Desde un punto de vista particular, una democracia involucra un dogma fundamental: la imposibilidad de que exista el monopolio de la verdad. Un dogma en el mejor sentido de la palabra: un punto esencial que se tiene por cierto, sin mayor discusión.
Esto significa varias cosas, mencionaremos dos principales. Para comenzar, las personas en una sociedad tienen diferentes formas de ver la vida, definen lo que es bueno para ellas, lo que les gusta y lo que prefieren: unas personas ven la felicidad en leer libros, otros en sembrar flores, otras más en ayudar a los demás. Y así, casi al infinito. De esta manera, el punto de partida inamovible resulta ser que, en una sociedad libre y democrática, no hay (ni puede ni debe haber) una sola definición de la buena vida. Por consecuencia, no hay (ni puede ni debe haber) un parámetro único, una regla de cálculo perfecta, o un criterio imbatible para decir que una definición de la buena vida es mejor, o mas valiosa, o más correcta, que otra. Dicho en otras palabras, los seres humanos, en nuestra diversidad, somos esencialmente ignorantes, estructuralmente imposibilitados para conocer con certeza, sin fallas, que existe o se puede encontrar (gracias a cualquier forma de adquirir conocimiento, incluso la ciencia y la técnica) una única forma “correcta” de vivir la vida.

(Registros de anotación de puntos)
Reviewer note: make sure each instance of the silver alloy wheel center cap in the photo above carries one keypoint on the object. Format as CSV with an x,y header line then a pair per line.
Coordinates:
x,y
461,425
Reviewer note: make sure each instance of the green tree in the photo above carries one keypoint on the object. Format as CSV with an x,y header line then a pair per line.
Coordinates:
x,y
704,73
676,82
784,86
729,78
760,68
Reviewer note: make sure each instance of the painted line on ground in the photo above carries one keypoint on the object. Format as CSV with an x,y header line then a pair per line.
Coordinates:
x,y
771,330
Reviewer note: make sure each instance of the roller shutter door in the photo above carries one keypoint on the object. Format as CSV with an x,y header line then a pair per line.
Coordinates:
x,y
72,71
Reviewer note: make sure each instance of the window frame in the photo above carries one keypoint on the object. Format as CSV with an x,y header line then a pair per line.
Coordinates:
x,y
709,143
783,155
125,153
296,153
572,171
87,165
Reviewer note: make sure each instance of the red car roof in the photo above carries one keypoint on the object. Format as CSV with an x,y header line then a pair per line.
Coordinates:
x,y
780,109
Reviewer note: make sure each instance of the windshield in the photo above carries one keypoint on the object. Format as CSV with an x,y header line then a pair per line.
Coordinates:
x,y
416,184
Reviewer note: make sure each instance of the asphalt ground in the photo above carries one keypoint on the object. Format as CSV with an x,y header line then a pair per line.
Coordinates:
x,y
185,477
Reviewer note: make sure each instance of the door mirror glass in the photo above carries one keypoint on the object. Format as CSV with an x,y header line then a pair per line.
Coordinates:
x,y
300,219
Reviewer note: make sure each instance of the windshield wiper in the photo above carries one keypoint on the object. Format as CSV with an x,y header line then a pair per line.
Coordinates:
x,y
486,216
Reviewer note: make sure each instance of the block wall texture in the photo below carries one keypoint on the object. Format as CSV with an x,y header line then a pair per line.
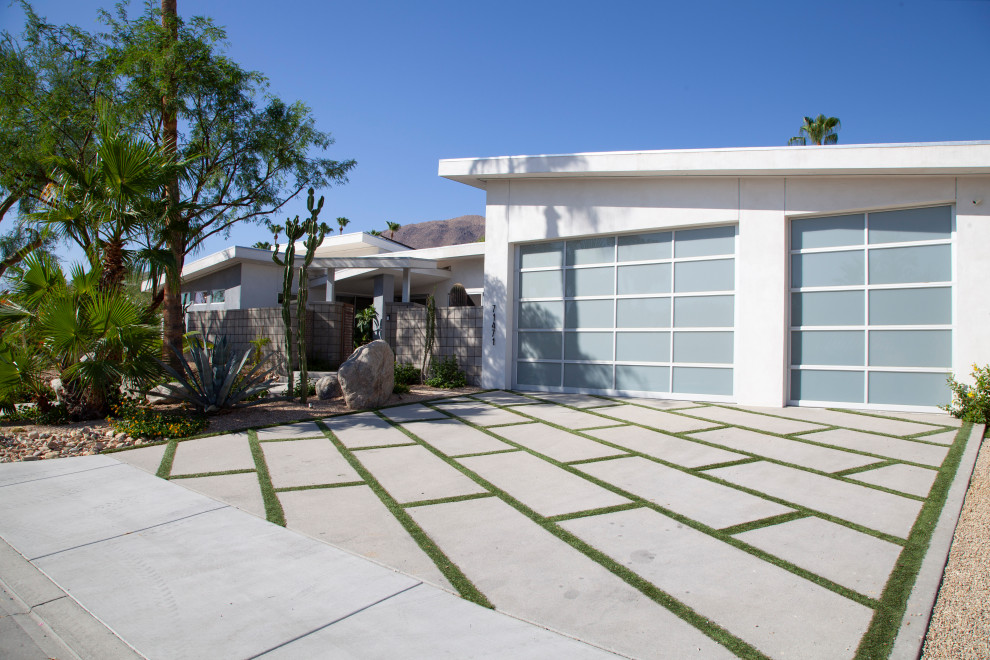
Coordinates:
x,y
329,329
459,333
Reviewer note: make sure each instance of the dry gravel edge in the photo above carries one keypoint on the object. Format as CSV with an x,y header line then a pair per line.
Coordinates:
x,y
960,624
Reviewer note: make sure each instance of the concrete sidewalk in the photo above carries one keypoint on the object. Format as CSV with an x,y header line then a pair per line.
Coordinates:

Su tarea:
Según el texto sobre la democracia, ¿qué dogma fundamental involucra una democracia? Los datos constituyen un material independiente del texto sobre la democracia.

Solución completa:
La imposibilidad de que exista el monopolio de la verdad.